--- Supplied passage Enclosed Below ---

The heme connection

Variations between bacteria and humans in the way an enzyme attaches a metal molecule to an energy-making protein highlights potential targets for antibiotic development.

The human cytochrome c synthase (purple) releases the heme (yellow) from the structure that holds it (orange), after attaching it to the right protein motif (green). Image credit: Nate Tran and Deanna Mendez (CC BY 4.0)

From tiny bacteria to the tallest trees, most life on Earth carries a protein called cytochrome c, which helps to create the energy that powers up cells. Cytochrome c does so thanks to its heme, a molecule that enables the chemical reactions required for the energy-creating process.

Despite both relying on cytochrome c, animals and bacteria differ in the enzyme they use to attach the heme to the cytochrome. Spotting variations in how this ‘cytochrome c synthase’ works would help to find compounds that deactivate the enzyme in bacteria, but not in humans. However, studying cytochrome c synthase in living cells is challenging.

--- End of Enclosed Supplied passage ---
--- Given entries Enclosed Below ---

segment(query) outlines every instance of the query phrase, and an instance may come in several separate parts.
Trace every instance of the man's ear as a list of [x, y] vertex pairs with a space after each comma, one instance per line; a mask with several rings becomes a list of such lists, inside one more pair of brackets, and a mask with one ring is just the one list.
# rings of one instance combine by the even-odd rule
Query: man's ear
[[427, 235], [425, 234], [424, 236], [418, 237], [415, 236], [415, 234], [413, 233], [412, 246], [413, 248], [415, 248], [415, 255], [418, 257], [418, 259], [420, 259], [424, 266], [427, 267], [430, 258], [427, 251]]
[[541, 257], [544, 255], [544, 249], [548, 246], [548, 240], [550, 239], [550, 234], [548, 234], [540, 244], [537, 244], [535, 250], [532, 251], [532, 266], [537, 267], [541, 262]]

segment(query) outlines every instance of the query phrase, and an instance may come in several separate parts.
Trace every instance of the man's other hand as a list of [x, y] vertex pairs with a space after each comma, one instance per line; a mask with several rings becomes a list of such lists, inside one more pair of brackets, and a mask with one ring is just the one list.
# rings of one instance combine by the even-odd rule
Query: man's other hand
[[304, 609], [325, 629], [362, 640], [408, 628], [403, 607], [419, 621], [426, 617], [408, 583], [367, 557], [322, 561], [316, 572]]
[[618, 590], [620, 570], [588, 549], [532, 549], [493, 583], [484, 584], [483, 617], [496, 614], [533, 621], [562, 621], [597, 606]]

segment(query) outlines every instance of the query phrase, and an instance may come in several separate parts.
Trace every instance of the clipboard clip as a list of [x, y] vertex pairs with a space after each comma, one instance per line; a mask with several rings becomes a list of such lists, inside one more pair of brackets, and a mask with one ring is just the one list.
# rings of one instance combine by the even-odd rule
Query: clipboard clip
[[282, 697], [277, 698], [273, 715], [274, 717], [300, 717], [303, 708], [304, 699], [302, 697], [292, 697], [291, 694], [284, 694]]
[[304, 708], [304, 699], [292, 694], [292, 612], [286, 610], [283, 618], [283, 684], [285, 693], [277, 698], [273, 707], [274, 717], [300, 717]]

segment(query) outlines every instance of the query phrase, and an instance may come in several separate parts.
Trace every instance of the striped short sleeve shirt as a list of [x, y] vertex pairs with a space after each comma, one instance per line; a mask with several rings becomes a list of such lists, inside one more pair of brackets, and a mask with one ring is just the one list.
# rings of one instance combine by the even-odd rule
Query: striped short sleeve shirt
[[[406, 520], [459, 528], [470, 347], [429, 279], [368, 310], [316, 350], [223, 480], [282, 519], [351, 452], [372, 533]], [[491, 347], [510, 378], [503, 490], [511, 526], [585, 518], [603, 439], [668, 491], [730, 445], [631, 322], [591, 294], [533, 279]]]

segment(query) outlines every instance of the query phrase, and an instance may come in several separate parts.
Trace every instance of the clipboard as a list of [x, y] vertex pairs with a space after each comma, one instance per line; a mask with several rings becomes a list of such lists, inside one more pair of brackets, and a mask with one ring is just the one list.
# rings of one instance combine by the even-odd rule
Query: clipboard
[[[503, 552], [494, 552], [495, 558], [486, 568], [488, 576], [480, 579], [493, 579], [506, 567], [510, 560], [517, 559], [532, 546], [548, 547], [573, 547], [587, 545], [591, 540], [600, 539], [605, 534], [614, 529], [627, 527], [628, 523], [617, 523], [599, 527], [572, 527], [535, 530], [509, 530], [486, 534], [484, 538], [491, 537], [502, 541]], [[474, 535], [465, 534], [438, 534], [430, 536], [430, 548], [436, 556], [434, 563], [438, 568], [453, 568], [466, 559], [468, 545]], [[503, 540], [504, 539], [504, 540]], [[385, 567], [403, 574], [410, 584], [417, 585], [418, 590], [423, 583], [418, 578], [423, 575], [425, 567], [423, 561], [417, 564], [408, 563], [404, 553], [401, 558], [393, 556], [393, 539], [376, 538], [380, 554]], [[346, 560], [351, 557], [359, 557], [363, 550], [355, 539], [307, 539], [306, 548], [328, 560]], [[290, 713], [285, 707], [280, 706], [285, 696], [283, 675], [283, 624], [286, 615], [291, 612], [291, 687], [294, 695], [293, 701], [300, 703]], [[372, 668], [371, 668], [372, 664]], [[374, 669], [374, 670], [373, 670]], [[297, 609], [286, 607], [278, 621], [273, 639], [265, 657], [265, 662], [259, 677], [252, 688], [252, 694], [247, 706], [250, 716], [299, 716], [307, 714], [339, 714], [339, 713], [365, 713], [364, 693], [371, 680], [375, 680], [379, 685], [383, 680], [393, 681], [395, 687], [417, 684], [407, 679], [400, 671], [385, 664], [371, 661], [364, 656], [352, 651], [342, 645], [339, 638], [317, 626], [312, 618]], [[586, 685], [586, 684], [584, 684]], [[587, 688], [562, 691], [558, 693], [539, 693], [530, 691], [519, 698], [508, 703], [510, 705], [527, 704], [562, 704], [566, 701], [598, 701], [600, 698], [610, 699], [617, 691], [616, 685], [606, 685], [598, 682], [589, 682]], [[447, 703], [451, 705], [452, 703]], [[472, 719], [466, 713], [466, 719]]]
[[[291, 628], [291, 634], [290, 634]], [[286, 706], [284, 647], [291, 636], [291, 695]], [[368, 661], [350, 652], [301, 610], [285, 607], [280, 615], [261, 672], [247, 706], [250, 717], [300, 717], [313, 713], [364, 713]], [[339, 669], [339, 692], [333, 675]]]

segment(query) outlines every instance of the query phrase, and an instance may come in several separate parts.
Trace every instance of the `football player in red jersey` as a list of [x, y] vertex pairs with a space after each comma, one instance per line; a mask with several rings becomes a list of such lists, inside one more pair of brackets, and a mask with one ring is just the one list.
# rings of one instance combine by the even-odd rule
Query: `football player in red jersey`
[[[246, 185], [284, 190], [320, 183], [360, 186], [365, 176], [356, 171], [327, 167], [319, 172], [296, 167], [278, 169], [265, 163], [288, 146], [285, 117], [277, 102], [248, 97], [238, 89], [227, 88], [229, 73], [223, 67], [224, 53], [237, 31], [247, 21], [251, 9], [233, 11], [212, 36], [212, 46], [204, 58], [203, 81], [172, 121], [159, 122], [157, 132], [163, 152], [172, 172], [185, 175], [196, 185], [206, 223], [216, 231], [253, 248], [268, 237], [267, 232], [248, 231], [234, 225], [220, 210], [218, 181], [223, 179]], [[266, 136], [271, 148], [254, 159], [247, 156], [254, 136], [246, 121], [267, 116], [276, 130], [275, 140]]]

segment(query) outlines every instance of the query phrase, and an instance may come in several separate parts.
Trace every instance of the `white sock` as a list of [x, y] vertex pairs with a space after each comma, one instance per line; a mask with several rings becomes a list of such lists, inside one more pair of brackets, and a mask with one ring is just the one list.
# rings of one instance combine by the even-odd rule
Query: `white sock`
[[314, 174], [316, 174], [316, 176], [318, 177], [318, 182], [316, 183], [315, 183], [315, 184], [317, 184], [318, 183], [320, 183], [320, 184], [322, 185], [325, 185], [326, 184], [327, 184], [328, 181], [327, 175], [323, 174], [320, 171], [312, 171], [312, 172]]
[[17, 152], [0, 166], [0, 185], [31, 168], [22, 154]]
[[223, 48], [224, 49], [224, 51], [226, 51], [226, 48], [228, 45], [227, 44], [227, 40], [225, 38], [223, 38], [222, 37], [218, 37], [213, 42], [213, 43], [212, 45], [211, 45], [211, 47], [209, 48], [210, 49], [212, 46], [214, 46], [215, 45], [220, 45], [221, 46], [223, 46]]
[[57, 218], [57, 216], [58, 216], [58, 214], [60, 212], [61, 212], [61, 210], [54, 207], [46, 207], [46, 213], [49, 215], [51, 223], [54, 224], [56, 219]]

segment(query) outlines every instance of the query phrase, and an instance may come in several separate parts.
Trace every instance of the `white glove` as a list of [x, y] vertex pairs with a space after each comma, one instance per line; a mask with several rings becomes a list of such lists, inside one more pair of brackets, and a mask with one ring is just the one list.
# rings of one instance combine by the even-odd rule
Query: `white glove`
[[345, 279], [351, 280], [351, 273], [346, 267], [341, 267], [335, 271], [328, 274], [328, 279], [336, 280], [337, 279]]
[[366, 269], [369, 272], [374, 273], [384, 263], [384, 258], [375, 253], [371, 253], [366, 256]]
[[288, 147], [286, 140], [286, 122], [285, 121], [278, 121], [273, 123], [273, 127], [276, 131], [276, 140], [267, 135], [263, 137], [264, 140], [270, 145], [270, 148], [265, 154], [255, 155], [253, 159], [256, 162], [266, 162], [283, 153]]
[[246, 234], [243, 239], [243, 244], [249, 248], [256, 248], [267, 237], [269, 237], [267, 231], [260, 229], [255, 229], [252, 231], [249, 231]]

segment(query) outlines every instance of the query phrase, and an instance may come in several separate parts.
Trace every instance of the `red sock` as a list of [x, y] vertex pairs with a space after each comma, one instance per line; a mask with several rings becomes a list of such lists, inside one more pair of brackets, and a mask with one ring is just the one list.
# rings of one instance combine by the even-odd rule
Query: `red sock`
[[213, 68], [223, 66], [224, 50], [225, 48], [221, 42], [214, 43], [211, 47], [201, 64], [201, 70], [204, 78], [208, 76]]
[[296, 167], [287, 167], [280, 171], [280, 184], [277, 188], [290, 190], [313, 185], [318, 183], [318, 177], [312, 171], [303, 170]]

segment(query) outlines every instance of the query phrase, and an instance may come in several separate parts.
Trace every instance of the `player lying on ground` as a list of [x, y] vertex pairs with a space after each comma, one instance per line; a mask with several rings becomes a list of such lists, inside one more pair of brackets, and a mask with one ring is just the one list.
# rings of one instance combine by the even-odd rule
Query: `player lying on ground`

--- End of Enclosed Given entries ---

_Task instructions:_
Continue the passage on cytochrome c synthase and heme, picking up after its final sentence.

_Answer:_
To bypass this issue, Sutherland, Mendez, Babbitt et al. successfully reconstituted cytochrome c synthases from humans and bacteria in test tubes. This allowed them to examine in detail which structures the enzymes recognize to spot where to attach the heme onto their target. The experiments revealed that human and bacterial synthases actually rely on different parts of the cytochrome c to orient themselves. Different short compounds could also block either the human or bacterial enzyme.

Variations between human and bacterial cytochrome c synthase could lead to new antibiotics which deactivate the cytochrome and kill bacteria while sparing patients. The next step is to identify molecules that specifically interfere with cytochrome c synthase in bacteria, and could be tested in clinical trials.